Excerpt to read:

□ □ □ □ □ □ □

Show that \(\sqrt{2}+\sqrt{72}=\sqrt{98}\).

Short Answer

Expert verified
To prove that \(\sqrt{2}+\sqrt{72}=\sqrt{98}\), first simplify \(\sqrt{72}\) as \(6\sqrt{2}\). Then, combine the terms to get \(7\sqrt{2}\). Squaring both sides, \((7\sqrt{2})^2\) and \((\sqrt{98})^2\), we find that they are equal (98 = 98), confirming the equality.

Step by step solution

01

Simplify the square roots

First, simplify each square root. The square root of 72 can be simplified by factoring out the largest perfect square, which is 36. Thus, we get: \(\sqrt{72} = \sqrt{36 \times 2} = \sqrt{36} \times \sqrt{2} = 6 \times \sqrt{2}\) Now we have: \(\sqrt{2} + 6 \times \sqrt{2}\)

□ □ □ □ □ □ □

Tasks to carry out:
1. In the square-root proof above, what is the largest perfect square factored out of 72?
2. Pick up the square-root proof where it stops and carry it through to the end.

Dataset extract:
□ □ □ □ □ □ □

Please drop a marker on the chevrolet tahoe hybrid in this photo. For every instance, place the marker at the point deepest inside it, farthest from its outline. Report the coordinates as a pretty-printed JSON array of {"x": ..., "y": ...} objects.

□ □ □ □ □ □ □

Results by task:
1. 36

2.
02

Combining like terms

We can combine the two terms with the common \(\sqrt{2}\) factor: \(\sqrt{2} + 6 \times \sqrt{2} = (1 + 6) \times \sqrt{2} = 7\sqrt{2}\)
03

Squaring both sides

To show that this is equal to \(\sqrt{98}\), square both sides: \((7\sqrt{2})^2 = (\sqrt{98})^2\) Expanding both sides: \(49 \times 2 = 98\) \(98 = 98\) Since both sides are equal after squaring, we can conclude: \(\sqrt{2}+\sqrt{72}=\sqrt{98}\)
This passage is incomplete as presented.